Stitching

Stitching Architecture

One of the key difficulties in a federation is coordinating experiments which span multiple federates. We call this the stitching problem. The difficulty with stitching is that depending on what kind of connection is used by the federates, multiple parties must agree on configuration or resource reservations before they have all of the information about the final resource allocation.

Types of Stitching

The simplest form of stitching consists of federates each having access to a common network with no particular tunneling arrangement. If two component managers both have access to the commodity Internet, for instance, then the resources on those component managers can be allocated independently without direct coordination. For this to work, the client need only be able to determine whether or not a particular node has access to the network. This information can be provided in the advertisement via a special node which represents the commodity Internet (or some other network such as Internet 2), and a link from particular PCs to that special node.

A more complicated form of stitching is the creation of tunnels. These are links created as an overlay on top of an existing network. From a coordination perspective, one key aspect of tunnels is that they only require configuration at their endpoints and therefore only require coordination between pairs of component managers which are setting them up. The intervening network requires no special configuration. In a tunnel, the coordination usually consists of exchanging information about the endpoints. In a GRE tunnel, this may just be the public IP address of the other side; for VPNs, this may involve key exchange as well.

The limitation this imposes is that one component manager may be required to create a sliver before a request has been made of the other side. Our current implementation requires both slivers to exist and then the tunnel is created during update requests. This is a rather cumbersome workaround and we plan to implement a more graceful solution similar to the multi-party VLAN negotiation described below.

The most general and difficult form of stitching consists of links or LANs which can span any number of Component Managers simultaneously. Concretely, we are most concerned with Ethernet VLANs which can join more than two endpoints and which can span zero or more backbone Component Managers which do not contain any endpoint nodes. In addition, unless VLAN translation is supported in backbone routers, a single VLAN number must be agreed upon and reserved by all Component Managers involved.

====

According to the stitching page, what must every Component Manager involved agree on and reserve when backbone routers do not support VLAN translation?

• RECORDS PROVIDED:
====

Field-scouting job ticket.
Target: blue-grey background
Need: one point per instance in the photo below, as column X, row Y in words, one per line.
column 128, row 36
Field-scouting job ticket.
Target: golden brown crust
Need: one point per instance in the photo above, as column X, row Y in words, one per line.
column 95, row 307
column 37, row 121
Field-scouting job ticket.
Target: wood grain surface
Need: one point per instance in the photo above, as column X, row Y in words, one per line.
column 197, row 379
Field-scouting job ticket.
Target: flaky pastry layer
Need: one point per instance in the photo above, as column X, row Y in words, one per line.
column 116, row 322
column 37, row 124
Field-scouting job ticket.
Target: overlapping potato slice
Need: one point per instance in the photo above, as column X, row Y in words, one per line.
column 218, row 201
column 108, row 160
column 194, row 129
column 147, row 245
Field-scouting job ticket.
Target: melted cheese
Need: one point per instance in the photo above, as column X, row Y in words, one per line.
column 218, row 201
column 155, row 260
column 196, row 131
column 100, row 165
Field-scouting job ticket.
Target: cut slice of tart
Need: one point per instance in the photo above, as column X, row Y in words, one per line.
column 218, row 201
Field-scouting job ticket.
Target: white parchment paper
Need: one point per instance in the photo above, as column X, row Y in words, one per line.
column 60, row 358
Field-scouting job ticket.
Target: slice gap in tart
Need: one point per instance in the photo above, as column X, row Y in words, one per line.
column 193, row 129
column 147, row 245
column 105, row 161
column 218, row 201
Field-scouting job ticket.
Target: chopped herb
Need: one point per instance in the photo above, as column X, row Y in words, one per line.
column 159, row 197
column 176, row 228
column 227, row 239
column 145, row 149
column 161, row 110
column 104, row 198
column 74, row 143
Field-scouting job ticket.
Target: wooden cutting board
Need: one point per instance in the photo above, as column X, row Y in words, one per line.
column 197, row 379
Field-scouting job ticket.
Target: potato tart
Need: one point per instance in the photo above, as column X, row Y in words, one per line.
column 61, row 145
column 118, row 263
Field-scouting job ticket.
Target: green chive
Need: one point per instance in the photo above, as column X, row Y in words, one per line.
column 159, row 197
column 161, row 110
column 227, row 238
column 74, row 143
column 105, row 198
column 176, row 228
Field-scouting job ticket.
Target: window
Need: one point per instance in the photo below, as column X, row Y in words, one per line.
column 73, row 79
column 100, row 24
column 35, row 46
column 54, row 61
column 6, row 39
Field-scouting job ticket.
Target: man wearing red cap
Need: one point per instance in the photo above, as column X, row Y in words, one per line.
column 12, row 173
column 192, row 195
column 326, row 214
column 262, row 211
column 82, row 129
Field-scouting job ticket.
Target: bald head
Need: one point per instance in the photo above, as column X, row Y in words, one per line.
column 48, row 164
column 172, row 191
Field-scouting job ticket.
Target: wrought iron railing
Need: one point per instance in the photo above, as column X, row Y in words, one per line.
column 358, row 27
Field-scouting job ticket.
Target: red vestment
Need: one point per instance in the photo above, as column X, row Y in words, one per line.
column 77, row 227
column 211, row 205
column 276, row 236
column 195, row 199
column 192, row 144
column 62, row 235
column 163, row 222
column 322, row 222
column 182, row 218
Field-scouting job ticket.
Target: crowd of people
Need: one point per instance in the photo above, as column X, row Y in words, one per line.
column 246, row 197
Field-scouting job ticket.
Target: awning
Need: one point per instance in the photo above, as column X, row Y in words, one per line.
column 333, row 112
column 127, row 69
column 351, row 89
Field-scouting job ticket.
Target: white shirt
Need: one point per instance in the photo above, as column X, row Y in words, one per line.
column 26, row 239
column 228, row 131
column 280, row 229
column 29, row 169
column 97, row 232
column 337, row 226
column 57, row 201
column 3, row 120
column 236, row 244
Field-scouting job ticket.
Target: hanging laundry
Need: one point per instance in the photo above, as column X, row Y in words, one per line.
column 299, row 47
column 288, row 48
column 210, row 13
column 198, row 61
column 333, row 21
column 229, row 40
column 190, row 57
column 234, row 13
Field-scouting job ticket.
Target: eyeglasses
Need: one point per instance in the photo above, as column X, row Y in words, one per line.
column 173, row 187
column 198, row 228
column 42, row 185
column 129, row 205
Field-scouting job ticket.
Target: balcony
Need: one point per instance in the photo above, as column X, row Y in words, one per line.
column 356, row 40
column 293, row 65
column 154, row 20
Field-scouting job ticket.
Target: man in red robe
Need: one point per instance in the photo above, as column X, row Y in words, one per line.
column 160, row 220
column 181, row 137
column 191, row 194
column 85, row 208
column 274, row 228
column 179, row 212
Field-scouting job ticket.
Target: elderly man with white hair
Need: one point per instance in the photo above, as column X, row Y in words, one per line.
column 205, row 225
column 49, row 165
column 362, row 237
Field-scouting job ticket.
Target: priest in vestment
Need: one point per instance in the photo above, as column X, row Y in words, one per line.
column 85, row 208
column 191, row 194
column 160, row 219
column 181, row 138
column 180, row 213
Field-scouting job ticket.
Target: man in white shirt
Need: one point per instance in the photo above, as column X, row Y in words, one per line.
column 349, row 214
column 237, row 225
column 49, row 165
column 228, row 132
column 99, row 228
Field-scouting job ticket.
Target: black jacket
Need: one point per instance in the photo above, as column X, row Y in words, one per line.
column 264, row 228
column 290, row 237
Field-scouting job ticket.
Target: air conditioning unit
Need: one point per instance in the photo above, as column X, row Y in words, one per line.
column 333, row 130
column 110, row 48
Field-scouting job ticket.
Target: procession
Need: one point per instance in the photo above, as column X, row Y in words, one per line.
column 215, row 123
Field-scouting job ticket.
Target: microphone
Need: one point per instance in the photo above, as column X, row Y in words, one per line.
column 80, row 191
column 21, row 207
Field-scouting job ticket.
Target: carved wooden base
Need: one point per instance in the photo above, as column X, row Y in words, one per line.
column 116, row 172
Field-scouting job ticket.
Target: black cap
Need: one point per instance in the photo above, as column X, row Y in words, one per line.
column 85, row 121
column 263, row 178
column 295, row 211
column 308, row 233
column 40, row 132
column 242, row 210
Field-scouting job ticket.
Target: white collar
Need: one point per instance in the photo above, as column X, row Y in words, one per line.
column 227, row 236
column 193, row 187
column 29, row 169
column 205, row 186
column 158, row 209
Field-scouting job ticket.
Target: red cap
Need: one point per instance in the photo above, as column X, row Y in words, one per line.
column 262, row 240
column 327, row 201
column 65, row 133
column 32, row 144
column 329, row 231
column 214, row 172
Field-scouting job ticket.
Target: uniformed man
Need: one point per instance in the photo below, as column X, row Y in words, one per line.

====

• CORRECT ANSWER:
A single VLAN number.